*TASK*
Write out every row below as a numbered list, skipping any blank lines.

# Start of MATERIAL

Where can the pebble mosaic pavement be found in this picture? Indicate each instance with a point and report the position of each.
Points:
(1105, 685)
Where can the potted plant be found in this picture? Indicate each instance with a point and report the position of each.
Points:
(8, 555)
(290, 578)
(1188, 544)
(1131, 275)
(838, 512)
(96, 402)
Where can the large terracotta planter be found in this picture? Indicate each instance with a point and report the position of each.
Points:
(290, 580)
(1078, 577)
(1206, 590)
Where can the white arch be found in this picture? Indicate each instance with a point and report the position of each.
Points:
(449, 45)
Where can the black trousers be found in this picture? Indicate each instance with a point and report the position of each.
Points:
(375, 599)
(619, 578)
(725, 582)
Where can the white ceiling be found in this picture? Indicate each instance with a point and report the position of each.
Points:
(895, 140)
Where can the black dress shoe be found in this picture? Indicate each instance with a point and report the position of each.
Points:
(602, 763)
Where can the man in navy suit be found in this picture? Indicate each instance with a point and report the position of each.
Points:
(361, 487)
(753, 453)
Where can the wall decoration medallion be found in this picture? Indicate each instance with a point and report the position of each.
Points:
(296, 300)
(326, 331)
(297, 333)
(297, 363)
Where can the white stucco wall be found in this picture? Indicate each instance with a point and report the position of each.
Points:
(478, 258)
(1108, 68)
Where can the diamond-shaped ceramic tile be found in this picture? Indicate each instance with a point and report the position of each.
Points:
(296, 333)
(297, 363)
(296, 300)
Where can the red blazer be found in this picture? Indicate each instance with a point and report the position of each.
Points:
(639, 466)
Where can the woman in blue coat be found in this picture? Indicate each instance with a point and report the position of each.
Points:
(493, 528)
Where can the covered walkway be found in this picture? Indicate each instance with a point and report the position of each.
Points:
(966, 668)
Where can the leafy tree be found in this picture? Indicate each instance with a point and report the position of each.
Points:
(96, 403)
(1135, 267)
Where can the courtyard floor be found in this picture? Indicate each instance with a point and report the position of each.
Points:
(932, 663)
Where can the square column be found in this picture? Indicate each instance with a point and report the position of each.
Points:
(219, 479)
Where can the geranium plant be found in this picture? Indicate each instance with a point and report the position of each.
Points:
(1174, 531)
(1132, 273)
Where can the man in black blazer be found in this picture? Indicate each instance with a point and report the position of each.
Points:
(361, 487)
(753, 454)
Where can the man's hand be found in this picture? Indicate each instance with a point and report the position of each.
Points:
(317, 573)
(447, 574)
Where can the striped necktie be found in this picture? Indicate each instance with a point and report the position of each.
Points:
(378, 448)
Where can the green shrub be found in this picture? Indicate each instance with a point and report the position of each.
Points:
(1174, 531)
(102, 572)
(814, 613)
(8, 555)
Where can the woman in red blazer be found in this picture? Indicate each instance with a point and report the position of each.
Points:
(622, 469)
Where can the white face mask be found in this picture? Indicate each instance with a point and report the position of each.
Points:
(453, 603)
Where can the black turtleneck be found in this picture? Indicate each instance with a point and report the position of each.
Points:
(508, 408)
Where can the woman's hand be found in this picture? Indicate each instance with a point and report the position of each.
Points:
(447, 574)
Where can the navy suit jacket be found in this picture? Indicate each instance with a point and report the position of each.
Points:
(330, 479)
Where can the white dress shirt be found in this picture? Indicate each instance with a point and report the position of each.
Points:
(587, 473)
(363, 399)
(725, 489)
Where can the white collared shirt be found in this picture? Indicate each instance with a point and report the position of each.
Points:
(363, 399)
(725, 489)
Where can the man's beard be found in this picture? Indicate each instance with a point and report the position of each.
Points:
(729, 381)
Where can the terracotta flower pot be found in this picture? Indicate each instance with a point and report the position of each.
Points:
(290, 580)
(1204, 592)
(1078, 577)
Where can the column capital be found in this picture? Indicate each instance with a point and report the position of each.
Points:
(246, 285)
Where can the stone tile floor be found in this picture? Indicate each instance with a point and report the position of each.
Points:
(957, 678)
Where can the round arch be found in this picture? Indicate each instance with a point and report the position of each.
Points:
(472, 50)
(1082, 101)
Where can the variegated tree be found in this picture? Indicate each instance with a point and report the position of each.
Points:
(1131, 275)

# End of MATERIAL

*RESPONSE TO THE TASK*
1. Where can the pebble mosaic pavement be found in this picture? Indicate each instance with a point and report the position of each.
2. Points:
3. (1105, 685)
4. Where can the potted plant be found in this picture? Indicate each instance with a point and report the position of each.
5. Points:
6. (8, 555)
7. (290, 578)
8. (1188, 544)
9. (1131, 275)
10. (838, 512)
11. (96, 402)
12. Where can the large terracotta planter be found in this picture? Indicate each instance with a point and report the position of each.
13. Points:
14. (290, 580)
15. (1078, 577)
16. (1206, 590)
17. Where can the white arch be found in this picture? Indicate each instance with a point and report the position of each.
18. Points:
19. (449, 45)
20. Where can the black trousers be found in this picture? Indicate each instance with a point and report the position of each.
21. Points:
22. (375, 599)
23. (619, 578)
24. (725, 582)
25. Where can the white ceiling be found in this picture? Indicate each instance with a point and report the position of each.
26. Points:
27. (895, 140)
28. Where can the black dress shoe be found in this picture? Indicate each instance with a point and report the position of each.
29. Points:
30. (602, 763)
31. Where can the man in navy suit be found in this picture? Indicate each instance with a point and report the position of each.
32. Points:
33. (361, 487)
34. (753, 453)
35. Where can the wall decoration medallion be found in this picture? Indicate each instance with a point and report the position of each.
36. Points:
37. (296, 300)
38. (326, 331)
39. (297, 333)
40. (297, 363)
41. Where can the white stucco wall be found in this picture? Indicate each instance with a point and report the position of each.
42. Points:
43. (478, 258)
44. (1108, 68)
45. Where can the diamond-shaped ceramic tile be found in this picture? Indicate each instance with a point and report the position of each.
46. Points:
47. (296, 333)
48. (297, 363)
49. (296, 300)
50. Where can the red blazer be found in this picture? Indicate each instance with a point and report the position of each.
51. Points:
52. (639, 466)
53. Where can the woman in blue coat be found in this picture? Indicate each instance with a point and report the position of each.
54. Points:
55. (493, 528)
56. Where can the covered walkway be found in this picture? Indicate each instance with a point and report the position of each.
57. Points:
58. (966, 668)
59. Where can the leafy tree be found in this picture? Indicate each instance with a point and report the position of each.
60. Points:
61. (96, 403)
62. (1135, 267)
63. Where can the courtyard floor be found in this picture? Indicate each instance with a point and report the position of each.
64. Points:
65. (932, 663)
66. Where can the square column be found in this picture? Indicate each instance with a point and report the position of each.
67. Points:
68. (219, 479)
69. Where can the geranium plant be found in this picture? Indicate each instance with a point and report the position of each.
70. Points:
71. (1174, 531)
72. (1132, 273)
73. Where can the man in black blazer be found in this picture? Indicate each instance with a point and report the position of each.
74. Points:
75. (361, 487)
76. (753, 454)
77. Where can the man's hand be found in this picture? Indicate each instance with a point and report the position of each.
78. Points:
79. (317, 573)
80. (447, 574)
81. Where can the striped necktie be found in this picture? Indicate each instance with a point and report the position of each.
82. Points:
83. (378, 448)
84. Where can the green shrub be found in this picture? Indicate each instance with a point and report the position of each.
85. Points:
86. (1174, 531)
87. (102, 572)
88. (814, 613)
89. (8, 555)
90. Where can the woman in red blazer be found in this picture? Indicate each instance with a point and report the position of each.
91. Points:
92. (622, 469)
93. Where can the white face mask be found in this picture? Indicate each instance with a point and report the position of each.
94. Points:
95. (453, 603)
96. Where can the black turtleneck be found in this picture? Indicate each instance with a point and report the position of each.
97. Points:
98. (508, 408)
99. Where can the woman's hand be found in this picture? Indicate each instance with a point and report the position of each.
100. Points:
101. (447, 574)
102. Where can the navy suit jacket be found in this picture? Indicate each instance with a point and report the position of each.
103. Points:
104. (330, 479)
105. Where can the white dress shirt be found in this picture? Indicate each instance with a point and report the position of each.
106. Points:
107. (587, 473)
108. (363, 399)
109. (725, 489)
110. Where can the white collared shirt be found in this picture? Indicate each instance with a point and report the position of each.
111. Points:
112. (363, 399)
113. (725, 489)
114. Where can the man's beard be found in this picture? Indicate each instance with a point and report the position of each.
115. Points:
116. (729, 381)
117. Where can the terracotta flower pot be found in this picture? Indicate each instance with a point and report the position of each.
118. Points:
119. (290, 580)
120. (1204, 592)
121. (1078, 577)
122. Where can the column capital be found in this picture? Indicate each instance with a point and report the position of each.
123. Points:
124. (246, 285)
125. Where can the stone tile floor be found in this picture? Indicate each instance with a point and report the position of each.
126. Points:
127. (957, 678)
128. Where can the round arch be found in this picture? Indicate each instance with a point and report the position of each.
129. Points:
130. (472, 50)
131. (1082, 101)
132. Where can the variegated tree be found in this picture? Indicate each instance with a point and report the position of each.
133. Points:
134. (1131, 275)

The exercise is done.